*PROMPT*
Quote the microneedle text word for word, starting at "Overall, the nanoindentation" and ending at "Anesthetics (EMLA) [19].".

*TEXT SEGMENT*

======

The curves also show that microneedles containing lignocaine maintained mechanical strength comparable to or greater than that of the control group. Notably, the 25% and 50% lignocaine-loaded microneedles exhibited the highest levels of elastic recovery, indicating that drug incorporation did not weaken—and may have improved—the structural integrity of the maltose matrix. These results are consistent with earlier studies reporting that dissolvable microneedles can retain sufficient mechanical strength despite changes in composition [16]. The observed strength also meets the demands of lab-on-chip (LoC) systems [17], where microfabricated structures must endure localized pressure during fluid flow or membrane deformation [18].

These findings have important practical implications. Mechanically robust microneedles lower the risk of failure during use, which is particularly relevant in outpatient or self-administered settings where insertion force can vary among individuals. Additionally, the observed elastic recovery indicates that microneedles can penetrate the skin without fracturing, enhancing both user safety and confidence in application [18]. Recent evaluations of commercial microneedle patches also emphasize the need for strong mechanical properties to ensure reliable skin penetration performance in real-world applications [19].

Overall, the nanoindentation results confirm the feasibility of using maltose–lignocaine microneedles as a reliable transdermal delivery system. This platform combines several key advantages: a biocompatible sugar-based matrix, consistent geometric structure, and mechanical strength adequate for reliable skin insertion [20]. These features, along with the potential for rapid drug onset, underscore its potential benefits over conventional topical anesthetic formulations such as Eutectic Mixture of Local Anesthetics (EMLA) [19].

3.4. Comparison of Microneedle Fabrication Method with Previously Published Systems

Table 1. Comparison of lignocaine/lidocaine microneedle systems and conventional topical anesthetics.

Study	Material	Drug	Fabrication Method	Mechanical Strength (N/Needle)	Drug Uniformity	Notable Features
This study	Maltose	Lignocaine	Micromolding	~0.6 N	≥85% (CLSM verified)	Simple, low-cost process; no backing layer
Jiang et al. (2023) [20]	Isomaltulose (ISO)	Lidocaine hydrochloride (LIDH)	3D-printing-supported mold microneedle casting	Up to ~80%	Not reported	High drug loading
Mao et al. (2023) [21]	PVP/PVA/HA (1:2:1)	Lidocaine hydrochloride	Micromolding	>0.1 N/needle	Visual but not quantified	Only confirms loading amount, not distribution uniformity
Loizidou et al. [22]	CMC/SUC, CMC/MAL, CMC/TRD	Propranolol	Vacuum mold casting	Up to 7.42 GPa (modulus)	Not assessed	CLSM used only for skin insertion
Jin et al. [23]	PVP/PVA	Lidocaine HCl	Double casting	0.32 N/needle	Quantified by HPLC only	OCT showed insertion, no CLSM

summarizes how the current fabrication method compares with prior dissolvable microneedle systems. Compared to other studies, our method uses a low-cost, single-step process without requiring backing films or complex layering. The mechanical strength and drug uniformity achieved are on par or better than those in earlier reports, supporting the practical value of this approach.

4. Conclusions

This study successfully demonstrated the fabrication and characterization of maltose-based dissolving microneedles (DMNs) loaded with lignocaine. SEM analysis showed reproducible microneedle dimensions with low variability and achieved uniform drug distribution across the matrix, validated via CLSM. Mechanical testing showed that each microneedle exceeded the minimum force required for effective skin penetration, while retaining elasticity and structural integrity. These results show structural stability, consistent drug distribution as verified by CLSM, and adequate mechanical strength of the fabricated DMNs, which support their potential as a safe, painless alternative for localized anesthetic delivery. While further studies, such as Franz diffusion and in vitro dissolution testing, are currently ongoing, these findings support the feasibility of this platform as a safe, reproducible option for local anesthetic delivery.

======

[Stored data entries]
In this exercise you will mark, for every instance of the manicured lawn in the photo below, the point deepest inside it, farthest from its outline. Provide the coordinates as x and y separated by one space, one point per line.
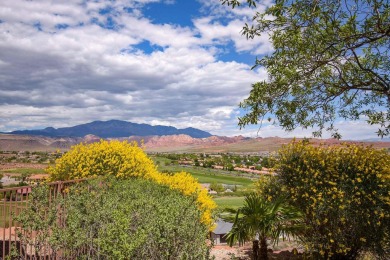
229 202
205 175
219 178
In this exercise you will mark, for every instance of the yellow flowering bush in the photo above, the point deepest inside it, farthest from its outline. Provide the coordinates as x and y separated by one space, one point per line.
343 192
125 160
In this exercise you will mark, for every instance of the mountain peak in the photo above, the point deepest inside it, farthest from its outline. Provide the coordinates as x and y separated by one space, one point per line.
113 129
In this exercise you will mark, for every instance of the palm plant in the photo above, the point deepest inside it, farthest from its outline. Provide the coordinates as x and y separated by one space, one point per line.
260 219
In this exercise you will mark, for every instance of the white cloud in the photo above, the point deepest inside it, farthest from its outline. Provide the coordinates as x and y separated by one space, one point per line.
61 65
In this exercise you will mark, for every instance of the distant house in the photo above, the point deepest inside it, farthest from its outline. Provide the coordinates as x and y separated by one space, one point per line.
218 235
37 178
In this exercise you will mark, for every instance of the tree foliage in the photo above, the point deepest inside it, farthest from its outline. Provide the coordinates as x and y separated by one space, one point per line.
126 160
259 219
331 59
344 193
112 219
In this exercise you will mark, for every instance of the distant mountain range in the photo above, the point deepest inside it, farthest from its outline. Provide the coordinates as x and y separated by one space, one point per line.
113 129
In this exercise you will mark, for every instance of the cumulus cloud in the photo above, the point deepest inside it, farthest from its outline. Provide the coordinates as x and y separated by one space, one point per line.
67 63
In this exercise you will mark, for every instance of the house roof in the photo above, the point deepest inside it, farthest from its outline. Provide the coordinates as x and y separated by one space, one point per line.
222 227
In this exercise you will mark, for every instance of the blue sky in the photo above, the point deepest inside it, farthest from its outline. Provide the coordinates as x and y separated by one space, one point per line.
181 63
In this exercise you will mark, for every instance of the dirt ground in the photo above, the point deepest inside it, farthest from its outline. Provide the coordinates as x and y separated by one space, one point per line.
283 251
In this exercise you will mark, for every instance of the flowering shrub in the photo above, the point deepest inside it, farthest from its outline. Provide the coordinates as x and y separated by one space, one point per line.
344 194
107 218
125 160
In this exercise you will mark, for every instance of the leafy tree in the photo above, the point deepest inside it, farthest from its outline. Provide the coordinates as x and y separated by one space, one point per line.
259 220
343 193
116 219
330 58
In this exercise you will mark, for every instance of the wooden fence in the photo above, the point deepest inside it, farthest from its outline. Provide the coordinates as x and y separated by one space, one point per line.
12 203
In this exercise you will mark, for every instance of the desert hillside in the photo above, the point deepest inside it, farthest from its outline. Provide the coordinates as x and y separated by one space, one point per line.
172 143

======

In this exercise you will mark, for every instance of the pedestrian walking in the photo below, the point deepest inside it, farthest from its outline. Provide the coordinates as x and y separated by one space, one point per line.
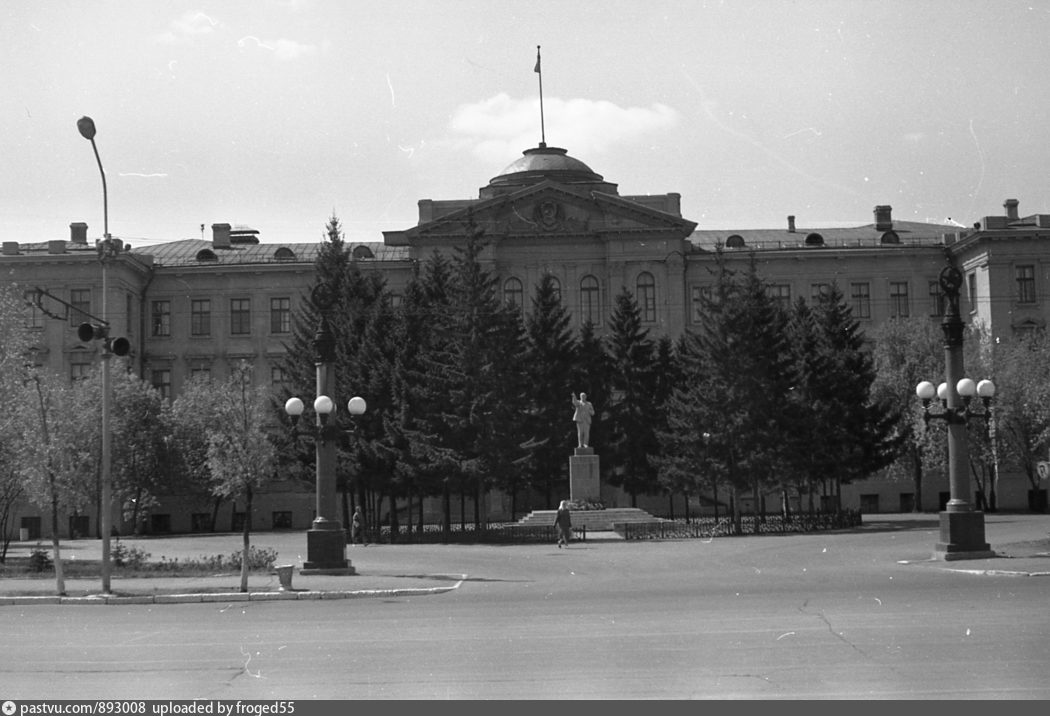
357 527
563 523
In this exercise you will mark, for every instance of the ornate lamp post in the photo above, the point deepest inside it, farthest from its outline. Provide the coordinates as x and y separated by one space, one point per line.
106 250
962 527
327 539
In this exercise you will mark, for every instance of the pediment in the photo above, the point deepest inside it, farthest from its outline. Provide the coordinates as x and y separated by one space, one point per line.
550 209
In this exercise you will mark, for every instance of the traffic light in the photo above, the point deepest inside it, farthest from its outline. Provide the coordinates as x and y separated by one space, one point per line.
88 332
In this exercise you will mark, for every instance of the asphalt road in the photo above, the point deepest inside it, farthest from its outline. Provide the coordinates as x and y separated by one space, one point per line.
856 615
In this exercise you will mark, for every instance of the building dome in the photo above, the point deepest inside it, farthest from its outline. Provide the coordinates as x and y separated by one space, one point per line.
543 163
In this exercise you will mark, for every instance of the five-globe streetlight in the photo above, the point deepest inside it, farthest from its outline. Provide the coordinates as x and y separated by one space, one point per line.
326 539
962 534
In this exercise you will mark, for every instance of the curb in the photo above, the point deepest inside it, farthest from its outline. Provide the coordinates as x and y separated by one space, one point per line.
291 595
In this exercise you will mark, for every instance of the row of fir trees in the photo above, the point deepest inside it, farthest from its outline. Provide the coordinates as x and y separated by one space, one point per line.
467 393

======

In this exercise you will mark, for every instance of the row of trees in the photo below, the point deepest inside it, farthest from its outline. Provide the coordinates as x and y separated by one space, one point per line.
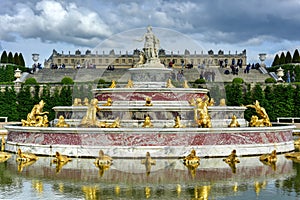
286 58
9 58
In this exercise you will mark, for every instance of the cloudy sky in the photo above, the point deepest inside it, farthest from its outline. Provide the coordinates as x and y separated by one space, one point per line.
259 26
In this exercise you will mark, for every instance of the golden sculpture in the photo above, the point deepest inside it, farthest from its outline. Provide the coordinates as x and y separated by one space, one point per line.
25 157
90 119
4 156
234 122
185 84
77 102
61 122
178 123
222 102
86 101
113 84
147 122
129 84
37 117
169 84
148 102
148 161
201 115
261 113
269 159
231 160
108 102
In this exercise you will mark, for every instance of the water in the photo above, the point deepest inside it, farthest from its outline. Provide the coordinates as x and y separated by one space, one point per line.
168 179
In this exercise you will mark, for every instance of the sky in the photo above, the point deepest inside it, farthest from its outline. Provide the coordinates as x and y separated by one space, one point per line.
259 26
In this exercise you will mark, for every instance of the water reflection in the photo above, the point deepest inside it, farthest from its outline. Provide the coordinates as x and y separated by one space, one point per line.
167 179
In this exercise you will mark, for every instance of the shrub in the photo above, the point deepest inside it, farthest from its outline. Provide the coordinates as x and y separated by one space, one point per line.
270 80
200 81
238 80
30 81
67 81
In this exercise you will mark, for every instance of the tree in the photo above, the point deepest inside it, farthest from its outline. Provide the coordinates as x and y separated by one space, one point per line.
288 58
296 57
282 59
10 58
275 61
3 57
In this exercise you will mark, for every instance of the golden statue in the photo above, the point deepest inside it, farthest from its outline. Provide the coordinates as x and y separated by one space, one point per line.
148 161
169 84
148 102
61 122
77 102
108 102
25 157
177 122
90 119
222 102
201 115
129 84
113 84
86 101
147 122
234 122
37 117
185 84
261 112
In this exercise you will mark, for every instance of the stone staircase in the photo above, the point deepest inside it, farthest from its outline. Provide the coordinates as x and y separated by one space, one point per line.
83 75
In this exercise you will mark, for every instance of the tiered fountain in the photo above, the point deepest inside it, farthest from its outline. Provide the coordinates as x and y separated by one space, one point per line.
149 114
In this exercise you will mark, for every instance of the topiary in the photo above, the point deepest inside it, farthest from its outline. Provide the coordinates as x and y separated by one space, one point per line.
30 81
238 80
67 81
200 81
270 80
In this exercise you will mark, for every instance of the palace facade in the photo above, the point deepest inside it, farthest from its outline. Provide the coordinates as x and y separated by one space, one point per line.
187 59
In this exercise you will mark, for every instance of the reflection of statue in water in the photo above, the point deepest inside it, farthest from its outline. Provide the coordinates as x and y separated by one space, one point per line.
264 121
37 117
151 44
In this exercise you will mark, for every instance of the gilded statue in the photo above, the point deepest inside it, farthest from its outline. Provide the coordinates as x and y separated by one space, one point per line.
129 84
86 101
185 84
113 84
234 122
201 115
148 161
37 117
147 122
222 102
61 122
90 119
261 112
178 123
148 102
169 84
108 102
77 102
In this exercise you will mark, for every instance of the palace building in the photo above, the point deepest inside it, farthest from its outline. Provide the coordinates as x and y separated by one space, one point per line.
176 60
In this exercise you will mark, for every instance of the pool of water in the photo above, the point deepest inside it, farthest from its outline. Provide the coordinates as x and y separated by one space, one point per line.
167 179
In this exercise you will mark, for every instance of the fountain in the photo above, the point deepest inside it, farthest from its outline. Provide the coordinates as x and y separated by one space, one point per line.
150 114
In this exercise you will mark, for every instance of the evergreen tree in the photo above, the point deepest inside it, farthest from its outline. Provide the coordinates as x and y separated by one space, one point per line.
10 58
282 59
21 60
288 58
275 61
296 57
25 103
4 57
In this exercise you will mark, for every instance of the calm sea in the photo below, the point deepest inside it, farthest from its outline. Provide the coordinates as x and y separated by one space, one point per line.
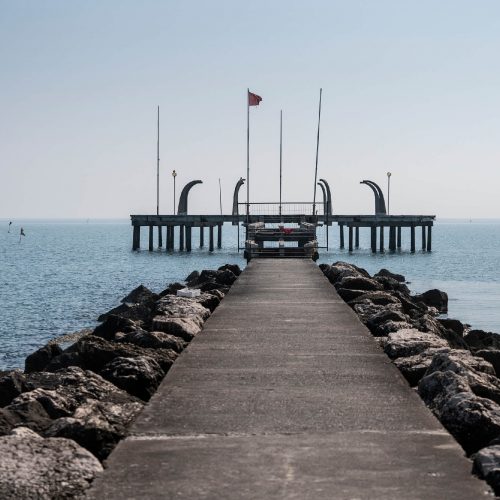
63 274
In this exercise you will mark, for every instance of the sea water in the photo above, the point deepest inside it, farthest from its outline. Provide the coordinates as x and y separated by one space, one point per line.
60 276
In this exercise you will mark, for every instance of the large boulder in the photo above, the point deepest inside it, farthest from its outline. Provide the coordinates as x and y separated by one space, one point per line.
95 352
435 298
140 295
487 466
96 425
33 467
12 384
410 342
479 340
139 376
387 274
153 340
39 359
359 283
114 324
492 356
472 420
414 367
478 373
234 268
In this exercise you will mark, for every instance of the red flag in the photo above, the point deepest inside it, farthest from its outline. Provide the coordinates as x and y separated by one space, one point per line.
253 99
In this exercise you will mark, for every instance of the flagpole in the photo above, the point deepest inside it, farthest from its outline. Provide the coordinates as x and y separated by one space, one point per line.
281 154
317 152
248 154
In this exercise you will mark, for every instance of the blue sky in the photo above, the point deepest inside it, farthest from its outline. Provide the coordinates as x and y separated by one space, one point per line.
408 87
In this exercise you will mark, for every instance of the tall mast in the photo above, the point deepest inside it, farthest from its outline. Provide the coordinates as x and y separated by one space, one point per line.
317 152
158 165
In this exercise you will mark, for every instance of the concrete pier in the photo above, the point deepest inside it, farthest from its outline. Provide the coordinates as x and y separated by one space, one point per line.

======

*ANSWER TO THIS TASK*
Overall, the nanoindentation results confirm the feasibility of using maltose–lignocaine microneedles as a reliable transdermal delivery system. This platform combines several key advantages: a biocompatible sugar-based matrix, consistent geometric structure, and mechanical strength adequate for reliable skin insertion [20]. These features, along with the potential for rapid drug onset, underscore its potential benefits over conventional topical anesthetic formulations such as Eutectic Mixture of Local Anesthetics (EMLA) [19].